Problems and tasks:
**A.** Transcribe the part of the article on the AIDS Grove between "The grove’s first" and "died of AIDS.", inclusive.
**B.** Using the article on the AIDS Grove, decide whether each statement agrees with it, answering yes or no and quoting the deciding words: (i) The grove's first redwood was planted in 1996. (ii) At the ceremony, each victim's name was accompanied by the ringing of a Tibetan bell. (iii) The new circle is the first in the grove dedicated to a specific set of victims.

AIDS Grove:
S.F. memorial dedicates section to hemophiliacs who died of the disease
There’s a new place of solace within the National AIDS Memorial Grove: a memorial circle devoted to victims of the disease who were hemophiliacs.
About 300 people attended a ceremony Saturday morning in Golden Gate Park to dedicate the space, which has several benches inscribed with the names of victims, most of whom died between 1983 and the mid-’90s. Shrubs were planted along the circle and then family members read the names of victims, each name accompanied by the ringing of a Tibetan bell.
The victims had been infected in the early 1980s by the injection of blood-clotting products for hemophiliacs that were contaminated by plasma tainted with HIV.
The best-known victim was Ryan White, an Indiana middle-school student who at first was banned from his school after being diagnosed. His case received international attention and the teenager eventually was befriended by celebrities including President Ronald Reagan, basketball star Kareem Abdul-Jabbar and singer Elton John.
“It took the innocence of a young boy to begin to shake the bigotry and the hatred” directed by many people toward many of the men, women and children affected by the disease, said John Cunningham, executive director of the National AIDS Memorial Grove.
An estimated 10,000 hemophiliacs eventually died, Cunningham said.
The grove’s first redwood was planted in 1991, and it was declared a national memorial in 1996. There are several circles of contemplation, but this is the first one dedicated to a specific set of victims.
“The hemophiliac victims are such a unique community, in that they were affected by the tainted blood supply,” Cunningham said. “It’s important that we all unite” in overall remembrance of the roughly 750,000 Americans who are estimated to have died of AIDS.

Records:
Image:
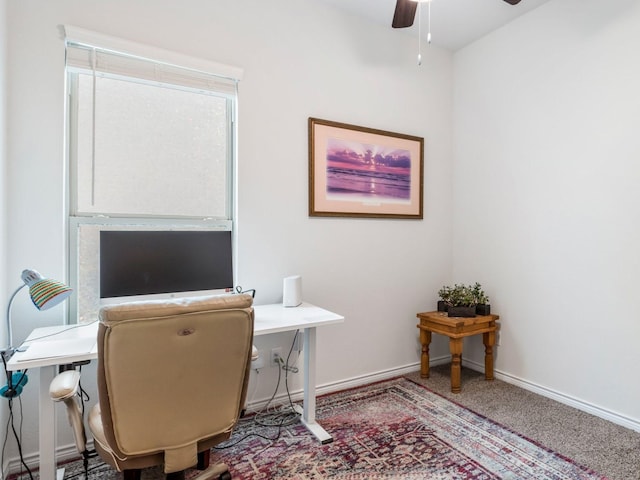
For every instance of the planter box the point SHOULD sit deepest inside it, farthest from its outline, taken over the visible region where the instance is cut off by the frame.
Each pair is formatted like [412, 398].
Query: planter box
[462, 311]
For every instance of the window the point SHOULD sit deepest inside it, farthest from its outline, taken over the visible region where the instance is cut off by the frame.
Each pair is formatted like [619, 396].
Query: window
[150, 144]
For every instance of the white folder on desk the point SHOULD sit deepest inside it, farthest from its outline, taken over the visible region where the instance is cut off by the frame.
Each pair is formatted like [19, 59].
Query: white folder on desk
[56, 348]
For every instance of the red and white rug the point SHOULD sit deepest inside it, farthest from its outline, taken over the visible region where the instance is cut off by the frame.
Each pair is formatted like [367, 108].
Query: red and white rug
[395, 429]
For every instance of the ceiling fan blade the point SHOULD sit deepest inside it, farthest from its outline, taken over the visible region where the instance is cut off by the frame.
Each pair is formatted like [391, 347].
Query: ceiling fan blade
[405, 13]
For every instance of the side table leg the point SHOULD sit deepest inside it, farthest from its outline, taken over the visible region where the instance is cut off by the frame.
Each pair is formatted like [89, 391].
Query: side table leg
[425, 340]
[489, 340]
[455, 346]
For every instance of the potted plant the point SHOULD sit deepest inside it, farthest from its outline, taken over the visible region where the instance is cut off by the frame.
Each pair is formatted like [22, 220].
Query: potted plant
[461, 301]
[481, 300]
[445, 297]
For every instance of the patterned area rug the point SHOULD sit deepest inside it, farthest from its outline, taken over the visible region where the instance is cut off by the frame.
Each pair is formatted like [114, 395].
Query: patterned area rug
[394, 429]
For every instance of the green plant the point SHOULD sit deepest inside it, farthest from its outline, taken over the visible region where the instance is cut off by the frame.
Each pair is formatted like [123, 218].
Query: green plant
[445, 294]
[479, 296]
[459, 295]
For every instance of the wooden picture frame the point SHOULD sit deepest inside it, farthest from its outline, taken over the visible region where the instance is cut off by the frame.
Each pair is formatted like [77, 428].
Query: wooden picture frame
[363, 172]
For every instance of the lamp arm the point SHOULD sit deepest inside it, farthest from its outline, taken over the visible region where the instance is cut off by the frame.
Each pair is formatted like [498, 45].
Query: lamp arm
[9, 332]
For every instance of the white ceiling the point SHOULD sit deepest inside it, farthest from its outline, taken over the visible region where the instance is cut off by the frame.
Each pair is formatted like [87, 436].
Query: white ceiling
[454, 23]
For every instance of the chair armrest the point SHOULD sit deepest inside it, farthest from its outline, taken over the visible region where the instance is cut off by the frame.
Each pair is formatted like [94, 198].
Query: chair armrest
[64, 385]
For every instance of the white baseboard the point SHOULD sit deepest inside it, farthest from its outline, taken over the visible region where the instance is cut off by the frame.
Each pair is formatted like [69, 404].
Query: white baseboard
[559, 397]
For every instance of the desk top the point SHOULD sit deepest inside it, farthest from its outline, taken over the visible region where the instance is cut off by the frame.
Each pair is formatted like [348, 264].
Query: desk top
[64, 344]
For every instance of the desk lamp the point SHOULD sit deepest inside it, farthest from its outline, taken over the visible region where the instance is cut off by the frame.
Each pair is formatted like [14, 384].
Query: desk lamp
[45, 293]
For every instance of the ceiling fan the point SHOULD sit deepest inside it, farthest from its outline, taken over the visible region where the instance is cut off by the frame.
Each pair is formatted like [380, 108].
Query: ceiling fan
[406, 12]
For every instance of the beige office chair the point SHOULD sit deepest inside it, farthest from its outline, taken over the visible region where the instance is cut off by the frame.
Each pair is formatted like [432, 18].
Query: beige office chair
[172, 382]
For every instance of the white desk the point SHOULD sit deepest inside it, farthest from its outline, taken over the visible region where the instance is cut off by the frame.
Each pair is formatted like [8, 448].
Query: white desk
[268, 319]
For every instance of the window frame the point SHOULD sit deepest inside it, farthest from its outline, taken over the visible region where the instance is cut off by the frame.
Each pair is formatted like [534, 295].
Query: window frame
[76, 220]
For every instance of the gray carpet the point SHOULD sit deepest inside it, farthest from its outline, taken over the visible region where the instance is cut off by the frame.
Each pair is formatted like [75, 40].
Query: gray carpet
[605, 447]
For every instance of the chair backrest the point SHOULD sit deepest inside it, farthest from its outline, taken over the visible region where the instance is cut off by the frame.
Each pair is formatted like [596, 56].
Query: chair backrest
[173, 373]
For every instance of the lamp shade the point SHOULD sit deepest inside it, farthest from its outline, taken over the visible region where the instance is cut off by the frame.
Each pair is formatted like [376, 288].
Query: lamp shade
[45, 292]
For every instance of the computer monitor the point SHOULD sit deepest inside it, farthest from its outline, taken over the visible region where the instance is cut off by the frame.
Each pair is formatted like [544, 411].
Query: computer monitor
[161, 264]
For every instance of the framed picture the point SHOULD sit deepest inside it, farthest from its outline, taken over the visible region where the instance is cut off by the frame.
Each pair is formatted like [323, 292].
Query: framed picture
[362, 172]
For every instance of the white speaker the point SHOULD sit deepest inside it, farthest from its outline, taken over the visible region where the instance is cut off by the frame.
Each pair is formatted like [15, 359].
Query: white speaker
[292, 291]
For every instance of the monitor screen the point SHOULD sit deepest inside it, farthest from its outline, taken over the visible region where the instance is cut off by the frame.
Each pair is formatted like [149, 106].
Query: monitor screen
[135, 263]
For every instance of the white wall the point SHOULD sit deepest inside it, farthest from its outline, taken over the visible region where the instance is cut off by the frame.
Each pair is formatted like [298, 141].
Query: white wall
[546, 197]
[3, 191]
[300, 59]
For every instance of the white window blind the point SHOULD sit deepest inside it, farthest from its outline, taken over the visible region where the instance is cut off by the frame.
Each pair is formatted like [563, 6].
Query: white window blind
[91, 51]
[151, 146]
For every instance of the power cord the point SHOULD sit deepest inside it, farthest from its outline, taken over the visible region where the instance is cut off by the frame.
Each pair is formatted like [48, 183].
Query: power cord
[18, 436]
[278, 416]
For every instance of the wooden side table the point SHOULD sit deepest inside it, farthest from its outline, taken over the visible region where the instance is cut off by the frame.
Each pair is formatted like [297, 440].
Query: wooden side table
[456, 328]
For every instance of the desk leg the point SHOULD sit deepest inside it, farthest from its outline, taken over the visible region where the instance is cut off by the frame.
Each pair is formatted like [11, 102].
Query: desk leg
[489, 340]
[425, 340]
[47, 422]
[455, 346]
[309, 386]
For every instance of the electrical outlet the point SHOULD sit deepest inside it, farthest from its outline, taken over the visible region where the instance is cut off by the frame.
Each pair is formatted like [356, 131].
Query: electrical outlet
[258, 362]
[276, 355]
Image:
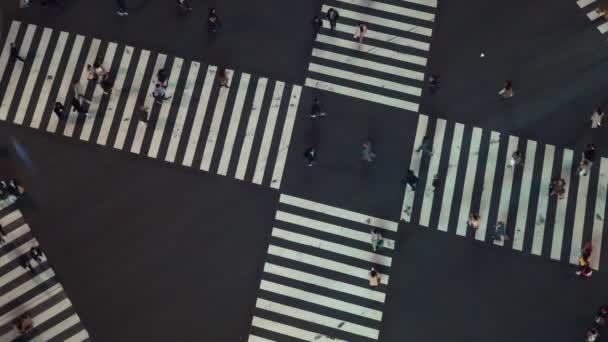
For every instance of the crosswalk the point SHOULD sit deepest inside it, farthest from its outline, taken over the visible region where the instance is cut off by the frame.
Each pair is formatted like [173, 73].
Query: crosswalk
[314, 285]
[472, 164]
[39, 294]
[388, 67]
[591, 6]
[243, 131]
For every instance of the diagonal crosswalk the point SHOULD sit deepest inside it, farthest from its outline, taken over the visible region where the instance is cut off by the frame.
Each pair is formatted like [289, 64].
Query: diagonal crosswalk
[314, 285]
[388, 67]
[243, 131]
[37, 294]
[474, 166]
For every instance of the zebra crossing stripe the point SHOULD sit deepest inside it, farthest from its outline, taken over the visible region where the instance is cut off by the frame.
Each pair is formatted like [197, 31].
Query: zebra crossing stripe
[560, 211]
[73, 116]
[427, 200]
[469, 182]
[524, 196]
[163, 113]
[448, 191]
[233, 127]
[127, 113]
[33, 76]
[108, 117]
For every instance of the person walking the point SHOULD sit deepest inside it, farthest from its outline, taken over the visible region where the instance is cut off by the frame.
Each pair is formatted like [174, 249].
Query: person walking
[311, 155]
[596, 117]
[332, 17]
[425, 146]
[507, 91]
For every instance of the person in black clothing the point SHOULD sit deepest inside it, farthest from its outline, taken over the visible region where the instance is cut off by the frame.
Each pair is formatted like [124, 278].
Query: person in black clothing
[332, 16]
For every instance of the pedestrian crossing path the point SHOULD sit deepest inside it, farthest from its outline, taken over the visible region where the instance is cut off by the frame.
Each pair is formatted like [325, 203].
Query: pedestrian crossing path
[388, 67]
[591, 7]
[472, 166]
[37, 294]
[314, 286]
[242, 131]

Answers to this exercise:
**A.**
The grove’s first redwood was planted in 1991, and it was declared a national memorial in 1996. There are several circles of contemplation, but this is the first one dedicated to a specific set of victims.
“The hemophiliac victims are such a unique community, in that they were affected by the tainted blood supply,” Cunningham said. “It’s important that we all unite” in overall remembrance of the roughly 750,000 Americans who are estimated to have died of AIDS.

**B.**
(i) No: "The grove’s first redwood was planted in 1991, and it was declared a national memorial in 1996."
(ii) Yes: "each name accompanied by the ringing of a Tibetan bell"
(iii) Yes: "this is the first one dedicated to a specific set of victims"